▸ **Objective**
Report every line of the data below that contains the word "Outline". Case counts.

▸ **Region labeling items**

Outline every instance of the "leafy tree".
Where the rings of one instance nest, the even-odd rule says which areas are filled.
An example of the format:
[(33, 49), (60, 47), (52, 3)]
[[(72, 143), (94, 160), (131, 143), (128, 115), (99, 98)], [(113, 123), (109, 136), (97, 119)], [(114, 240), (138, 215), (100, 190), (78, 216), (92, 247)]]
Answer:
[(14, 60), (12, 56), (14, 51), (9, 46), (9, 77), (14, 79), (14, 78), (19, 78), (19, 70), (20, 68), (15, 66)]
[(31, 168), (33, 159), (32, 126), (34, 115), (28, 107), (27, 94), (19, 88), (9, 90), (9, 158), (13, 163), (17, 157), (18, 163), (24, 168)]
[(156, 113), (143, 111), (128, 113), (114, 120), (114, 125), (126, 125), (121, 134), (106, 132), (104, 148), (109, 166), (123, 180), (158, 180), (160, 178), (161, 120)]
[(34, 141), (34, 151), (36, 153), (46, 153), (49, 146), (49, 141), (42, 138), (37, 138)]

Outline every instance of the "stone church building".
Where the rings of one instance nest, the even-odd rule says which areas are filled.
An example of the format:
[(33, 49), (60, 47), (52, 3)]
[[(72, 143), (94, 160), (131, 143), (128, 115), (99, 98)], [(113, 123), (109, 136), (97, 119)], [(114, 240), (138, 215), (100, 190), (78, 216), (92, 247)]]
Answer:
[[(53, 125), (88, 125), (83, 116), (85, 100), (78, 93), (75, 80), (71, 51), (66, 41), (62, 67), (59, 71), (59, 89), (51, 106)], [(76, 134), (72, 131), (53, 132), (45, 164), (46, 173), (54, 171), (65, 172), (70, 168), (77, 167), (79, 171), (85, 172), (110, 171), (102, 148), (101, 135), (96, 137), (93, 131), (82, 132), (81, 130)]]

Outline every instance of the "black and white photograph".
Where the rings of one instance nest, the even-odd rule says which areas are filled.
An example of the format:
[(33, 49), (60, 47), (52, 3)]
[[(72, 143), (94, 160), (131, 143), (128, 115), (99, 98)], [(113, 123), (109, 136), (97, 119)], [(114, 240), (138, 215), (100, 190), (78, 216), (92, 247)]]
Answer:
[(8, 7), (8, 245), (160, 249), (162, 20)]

--

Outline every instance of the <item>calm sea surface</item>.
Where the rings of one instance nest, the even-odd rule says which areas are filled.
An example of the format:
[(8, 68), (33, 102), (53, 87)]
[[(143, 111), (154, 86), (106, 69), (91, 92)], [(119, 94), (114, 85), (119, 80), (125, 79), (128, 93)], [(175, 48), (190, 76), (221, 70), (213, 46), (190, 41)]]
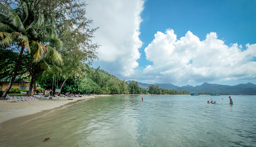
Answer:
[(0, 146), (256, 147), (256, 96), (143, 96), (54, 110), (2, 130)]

---

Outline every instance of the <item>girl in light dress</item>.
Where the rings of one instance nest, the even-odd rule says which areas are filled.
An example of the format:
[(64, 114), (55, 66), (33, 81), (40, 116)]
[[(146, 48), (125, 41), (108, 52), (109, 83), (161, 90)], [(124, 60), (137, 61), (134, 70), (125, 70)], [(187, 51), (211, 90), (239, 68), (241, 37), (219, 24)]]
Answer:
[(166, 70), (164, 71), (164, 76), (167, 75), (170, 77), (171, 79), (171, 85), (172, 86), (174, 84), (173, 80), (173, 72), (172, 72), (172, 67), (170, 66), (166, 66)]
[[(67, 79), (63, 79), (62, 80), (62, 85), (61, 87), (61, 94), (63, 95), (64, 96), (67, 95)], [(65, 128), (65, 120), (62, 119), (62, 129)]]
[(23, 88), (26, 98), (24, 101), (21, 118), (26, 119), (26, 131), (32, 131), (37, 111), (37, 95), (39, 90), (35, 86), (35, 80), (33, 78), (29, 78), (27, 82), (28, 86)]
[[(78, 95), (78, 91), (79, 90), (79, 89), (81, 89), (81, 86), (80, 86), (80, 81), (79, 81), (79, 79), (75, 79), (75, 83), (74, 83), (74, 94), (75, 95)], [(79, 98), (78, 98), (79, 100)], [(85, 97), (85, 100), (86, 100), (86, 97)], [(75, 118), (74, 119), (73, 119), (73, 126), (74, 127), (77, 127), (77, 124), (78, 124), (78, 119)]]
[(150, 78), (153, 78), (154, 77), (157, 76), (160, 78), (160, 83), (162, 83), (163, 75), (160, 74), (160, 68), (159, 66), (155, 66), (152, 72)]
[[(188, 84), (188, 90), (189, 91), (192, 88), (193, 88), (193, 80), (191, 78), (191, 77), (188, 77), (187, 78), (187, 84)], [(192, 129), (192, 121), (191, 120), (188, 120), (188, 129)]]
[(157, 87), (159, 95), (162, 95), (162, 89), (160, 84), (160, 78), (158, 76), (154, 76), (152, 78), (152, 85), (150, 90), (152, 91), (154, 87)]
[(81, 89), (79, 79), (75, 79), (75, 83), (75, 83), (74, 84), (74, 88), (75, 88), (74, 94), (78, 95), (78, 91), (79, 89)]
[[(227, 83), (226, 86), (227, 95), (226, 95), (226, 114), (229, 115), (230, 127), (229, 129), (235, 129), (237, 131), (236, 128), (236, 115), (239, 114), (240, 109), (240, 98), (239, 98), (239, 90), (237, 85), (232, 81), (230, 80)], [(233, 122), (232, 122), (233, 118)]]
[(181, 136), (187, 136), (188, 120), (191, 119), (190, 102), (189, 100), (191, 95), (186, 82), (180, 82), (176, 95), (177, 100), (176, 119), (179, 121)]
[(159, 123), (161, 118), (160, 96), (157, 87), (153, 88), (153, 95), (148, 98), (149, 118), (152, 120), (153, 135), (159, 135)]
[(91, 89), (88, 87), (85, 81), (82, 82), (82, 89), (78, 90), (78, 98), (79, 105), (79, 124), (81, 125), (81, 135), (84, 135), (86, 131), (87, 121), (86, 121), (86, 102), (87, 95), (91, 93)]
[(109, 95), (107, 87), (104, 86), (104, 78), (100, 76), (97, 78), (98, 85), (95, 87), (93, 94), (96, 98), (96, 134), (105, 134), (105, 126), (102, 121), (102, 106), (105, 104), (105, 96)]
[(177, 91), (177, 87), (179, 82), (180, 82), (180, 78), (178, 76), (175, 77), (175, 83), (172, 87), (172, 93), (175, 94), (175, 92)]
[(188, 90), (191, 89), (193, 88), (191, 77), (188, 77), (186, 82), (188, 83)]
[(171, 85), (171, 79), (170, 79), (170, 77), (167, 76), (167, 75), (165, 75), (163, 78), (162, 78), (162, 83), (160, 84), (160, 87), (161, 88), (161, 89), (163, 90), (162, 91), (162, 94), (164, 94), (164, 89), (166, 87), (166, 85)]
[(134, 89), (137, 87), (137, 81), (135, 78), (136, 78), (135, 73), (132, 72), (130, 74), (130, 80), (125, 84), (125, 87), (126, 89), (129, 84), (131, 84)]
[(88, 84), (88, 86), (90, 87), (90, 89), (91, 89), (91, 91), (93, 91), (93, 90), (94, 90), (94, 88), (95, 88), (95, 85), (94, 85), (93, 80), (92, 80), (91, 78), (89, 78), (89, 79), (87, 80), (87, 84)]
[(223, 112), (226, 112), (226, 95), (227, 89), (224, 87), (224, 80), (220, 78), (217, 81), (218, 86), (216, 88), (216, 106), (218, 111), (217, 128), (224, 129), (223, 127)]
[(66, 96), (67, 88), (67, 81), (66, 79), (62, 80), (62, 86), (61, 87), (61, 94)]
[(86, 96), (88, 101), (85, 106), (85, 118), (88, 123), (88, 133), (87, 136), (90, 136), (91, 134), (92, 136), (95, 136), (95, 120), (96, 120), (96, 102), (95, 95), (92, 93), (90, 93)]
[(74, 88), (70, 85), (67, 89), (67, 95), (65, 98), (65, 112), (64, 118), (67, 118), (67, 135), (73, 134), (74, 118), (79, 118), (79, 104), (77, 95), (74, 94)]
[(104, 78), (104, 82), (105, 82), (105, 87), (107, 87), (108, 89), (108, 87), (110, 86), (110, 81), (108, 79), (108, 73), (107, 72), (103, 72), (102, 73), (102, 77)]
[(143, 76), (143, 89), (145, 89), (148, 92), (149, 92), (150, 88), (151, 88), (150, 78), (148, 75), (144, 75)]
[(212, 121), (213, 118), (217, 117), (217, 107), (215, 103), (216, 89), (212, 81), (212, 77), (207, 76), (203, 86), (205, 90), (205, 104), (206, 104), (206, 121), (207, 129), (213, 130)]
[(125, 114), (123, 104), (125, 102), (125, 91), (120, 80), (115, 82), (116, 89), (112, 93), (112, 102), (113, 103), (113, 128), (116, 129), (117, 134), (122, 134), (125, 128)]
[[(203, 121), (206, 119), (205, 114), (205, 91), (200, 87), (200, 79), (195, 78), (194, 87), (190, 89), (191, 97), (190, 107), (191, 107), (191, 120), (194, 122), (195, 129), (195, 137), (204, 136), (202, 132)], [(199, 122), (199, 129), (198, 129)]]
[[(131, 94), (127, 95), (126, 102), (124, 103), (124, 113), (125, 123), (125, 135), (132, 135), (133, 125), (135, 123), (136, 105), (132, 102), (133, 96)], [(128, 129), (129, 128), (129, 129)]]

▸ **Exercise solution**
Outline every instance of the "leafy tree".
Outline every instance of the "stone church building".
Outline every instance of the "black and white photograph".
Outline every instance of the <item>calm sea surface</item>.
Outline every instance of the <item>girl in light dress</item>.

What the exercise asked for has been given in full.